▶ _Reading text_
'''
Kim on Kimchi

Making a quick batch of kimchi from seasonal vegetables is a daily task in the kitchens of Urban Belly, bellyQ and Belly Shack, chef-owner Bill Kim’s trio of Asian-inspired eateries in Chicago.

But it’s not his mother’s pungent, long-fermented Korean-style kimchi, Kim points out, as much as he enjoyed eating it growing up. “Although I liked the fermented taste of kimchi as a kid, as I got older, I wanted more flavor,” says Kim. “So now I treat kimchi kind of like salsa. I want fresh layers of flavor.”

In contrast to traditional kimchi, which may ferment for months, Kim’s method takes a couple of hours. The produce is cut into small pieces, salted to draw out moisture, washed and marinated with flavorings such as garlic, ginger, sesame oil, chilies and fish sauce.
'''
▶ _Excerpted records_
'''
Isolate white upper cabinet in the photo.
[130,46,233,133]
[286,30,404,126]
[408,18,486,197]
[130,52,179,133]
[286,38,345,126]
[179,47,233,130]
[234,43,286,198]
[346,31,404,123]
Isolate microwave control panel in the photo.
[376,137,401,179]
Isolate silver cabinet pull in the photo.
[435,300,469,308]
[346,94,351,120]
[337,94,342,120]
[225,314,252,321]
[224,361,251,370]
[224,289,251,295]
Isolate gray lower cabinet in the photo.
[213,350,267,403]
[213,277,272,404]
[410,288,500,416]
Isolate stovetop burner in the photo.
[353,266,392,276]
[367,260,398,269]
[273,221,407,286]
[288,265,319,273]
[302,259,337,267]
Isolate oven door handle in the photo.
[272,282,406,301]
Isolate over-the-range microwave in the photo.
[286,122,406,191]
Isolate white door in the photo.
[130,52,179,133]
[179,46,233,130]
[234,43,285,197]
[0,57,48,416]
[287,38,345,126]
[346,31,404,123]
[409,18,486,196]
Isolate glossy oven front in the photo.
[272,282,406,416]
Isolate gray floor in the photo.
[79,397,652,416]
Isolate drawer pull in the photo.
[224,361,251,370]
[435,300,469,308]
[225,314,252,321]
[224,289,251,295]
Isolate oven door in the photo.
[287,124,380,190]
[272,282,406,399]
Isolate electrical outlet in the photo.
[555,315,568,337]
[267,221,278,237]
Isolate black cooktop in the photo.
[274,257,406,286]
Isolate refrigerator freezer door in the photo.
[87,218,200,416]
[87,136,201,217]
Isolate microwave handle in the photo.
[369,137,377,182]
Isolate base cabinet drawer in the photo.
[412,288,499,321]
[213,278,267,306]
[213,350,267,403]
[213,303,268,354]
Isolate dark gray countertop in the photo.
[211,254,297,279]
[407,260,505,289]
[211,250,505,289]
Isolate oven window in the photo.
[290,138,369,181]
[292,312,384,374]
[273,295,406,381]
'''
Reproduce the entire kimchi text verbatim.

▶ _Response_
Kim on Kimchi

Making a quick batch of kimchi from seasonal vegetables is a daily task in the kitchens of Urban Belly, bellyQ and Belly Shack, chef-owner Bill Kim’s trio of Asian-inspired eateries in Chicago.

But it’s not his mother’s pungent, long-fermented Korean-style kimchi, Kim points out, as much as he enjoyed eating it growing up. “Although I liked the fermented taste of kimchi as a kid, as I got older, I wanted more flavor,” says Kim. “So now I treat kimchi kind of like salsa. I want fresh layers of flavor.”

In contrast to traditional kimchi, which may ferment for months, Kim’s method takes a couple of hours. The produce is cut into small pieces, salted to draw out moisture, washed and marinated with flavorings such as garlic, ginger, sesame oil, chilies and fish sauce.